Task statement: Below is a block of records; repeat each one exactly.

Records from a dataset
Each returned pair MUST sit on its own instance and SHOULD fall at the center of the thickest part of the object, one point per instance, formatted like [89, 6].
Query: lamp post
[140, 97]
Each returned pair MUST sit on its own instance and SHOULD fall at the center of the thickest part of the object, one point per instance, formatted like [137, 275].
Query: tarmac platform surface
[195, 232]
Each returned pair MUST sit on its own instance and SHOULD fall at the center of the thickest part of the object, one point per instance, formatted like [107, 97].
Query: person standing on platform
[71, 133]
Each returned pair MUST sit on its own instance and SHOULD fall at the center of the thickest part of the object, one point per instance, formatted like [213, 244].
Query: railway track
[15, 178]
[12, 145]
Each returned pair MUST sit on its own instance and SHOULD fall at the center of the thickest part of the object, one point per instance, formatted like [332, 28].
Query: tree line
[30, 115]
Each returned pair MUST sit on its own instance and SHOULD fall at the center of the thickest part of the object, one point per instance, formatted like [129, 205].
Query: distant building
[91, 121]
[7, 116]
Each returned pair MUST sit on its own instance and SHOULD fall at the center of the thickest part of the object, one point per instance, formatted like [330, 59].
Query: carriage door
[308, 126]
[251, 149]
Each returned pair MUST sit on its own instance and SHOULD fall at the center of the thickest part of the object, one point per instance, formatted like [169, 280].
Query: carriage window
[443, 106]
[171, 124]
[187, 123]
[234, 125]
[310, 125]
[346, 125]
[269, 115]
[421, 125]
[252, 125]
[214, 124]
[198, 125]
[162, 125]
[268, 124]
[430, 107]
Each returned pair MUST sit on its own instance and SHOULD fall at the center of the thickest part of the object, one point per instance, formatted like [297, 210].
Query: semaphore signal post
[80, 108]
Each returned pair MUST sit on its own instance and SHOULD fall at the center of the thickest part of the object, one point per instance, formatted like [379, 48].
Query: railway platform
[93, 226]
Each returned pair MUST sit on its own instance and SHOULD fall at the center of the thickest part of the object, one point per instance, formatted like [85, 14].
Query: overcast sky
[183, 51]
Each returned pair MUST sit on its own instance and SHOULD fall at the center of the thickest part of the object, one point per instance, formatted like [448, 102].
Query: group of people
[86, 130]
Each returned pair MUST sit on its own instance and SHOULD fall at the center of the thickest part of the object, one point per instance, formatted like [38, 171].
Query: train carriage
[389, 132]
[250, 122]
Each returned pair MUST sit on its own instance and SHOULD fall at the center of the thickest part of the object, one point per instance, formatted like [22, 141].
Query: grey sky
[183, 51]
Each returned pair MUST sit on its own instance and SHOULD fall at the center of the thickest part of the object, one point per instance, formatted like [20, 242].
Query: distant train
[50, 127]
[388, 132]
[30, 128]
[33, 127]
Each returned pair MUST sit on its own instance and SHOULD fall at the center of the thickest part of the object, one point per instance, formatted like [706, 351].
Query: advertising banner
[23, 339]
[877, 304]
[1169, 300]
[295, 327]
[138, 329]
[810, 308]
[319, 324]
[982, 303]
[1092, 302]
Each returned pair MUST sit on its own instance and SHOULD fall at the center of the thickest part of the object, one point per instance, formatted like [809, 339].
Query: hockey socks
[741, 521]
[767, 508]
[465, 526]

Solution:
Each returned pair MUST sit on its own instance and SHOULD fall at the center of the thickest part of the object, one point per instance, formatted like [89, 6].
Query: lamp post
[140, 97]
Each returned pair MUST sit on its own instance and SHOULD fall at the center of the thickest part of the object, one point per instance, formatted like [137, 275].
Query: tarmac platform surface
[195, 232]
Each returned pair MUST sit on its own instance and SHOULD fall at the center of the thickest part of the object, one point per instance, formatted like [107, 97].
Query: person standing on platform
[71, 133]
Each returned pair MUST sit on its own instance and SHOULD fall at the center of the thickest part of the object, one point per instance, formatted like [213, 244].
Query: railway track
[15, 178]
[12, 145]
Each returned pair MUST sit on its own instance and SHOULD fall at the center of the thickest part of the object, one point per instance, formatted like [332, 28].
Query: tree line
[30, 115]
Each returned pair MUST sit on its own instance and SHOULD fall at the center of the thickest part of the object, one point per instance, formatted like [129, 205].
Query: distant building
[91, 121]
[7, 116]
Each returned pair MUST sit on its own instance and SHOULD fall at the center of the thickest part of the object, one point per instance, formatted like [330, 59].
Query: carriage door
[308, 126]
[251, 149]
Each returned pair MUST sit on its own instance and SHOULD fall at the center of the thickest part of the object, one point per instance, formatted like [169, 280].
Query: carriage window
[443, 106]
[171, 124]
[187, 123]
[234, 125]
[310, 125]
[346, 125]
[269, 115]
[421, 125]
[252, 125]
[214, 124]
[198, 125]
[162, 125]
[268, 124]
[430, 107]
Each returned pair MUST sit on its own instance and SHOULD fall at the center of the thickest part of the object, one point per instance, formatted like [297, 210].
Query: semaphore signal post
[80, 108]
Each returned pair MUST sit on its own instance and SHOULD fall at the center of the thickest part of the object, one point per instance, formatted like [379, 48].
Query: railway platform
[93, 226]
Each returned pair MUST sit on its own instance and SHOULD fall at the center of the thickest part of the object, one point per instance, formatted like [85, 14].
Query: overcast sky
[183, 51]
Each returned pair MUST sit on its own instance and SHOULD fall at the center of the thickest part of the object, one point per instance, formatted like [448, 102].
Query: group of people
[86, 130]
Each returned pair MUST sit on its own instance and SHOULD fall at the center of the thickest part of the object, one point per instance, formatted like [38, 171].
Query: train carriage
[389, 132]
[250, 122]
Each returned pair MUST sit on its own instance and SHOULD fall at the center of the thickest part of the object, one point per instance, formatted like [22, 141].
Query: grey sky
[183, 51]
Each returned pair MUST sit on its own instance and SHOULD fall at the center of the thickest part of the object, one point per instance, formatted like [20, 242].
Query: distant train
[50, 127]
[388, 132]
[30, 128]
[33, 127]
Each returned pair MUST sit on its own instance and SHOULD fall at the center of the thickest part of the object, one point per instance, formatted like [706, 351].
Query: advertising banner
[23, 339]
[877, 304]
[1169, 300]
[295, 327]
[138, 329]
[810, 308]
[319, 324]
[982, 303]
[1092, 302]
Each returned pair MUST sit on its own instance and SHOULD fall at the center of the thickest part of the object, one point per instance, formatted like [809, 339].
Query: hockey socks
[741, 521]
[767, 508]
[465, 526]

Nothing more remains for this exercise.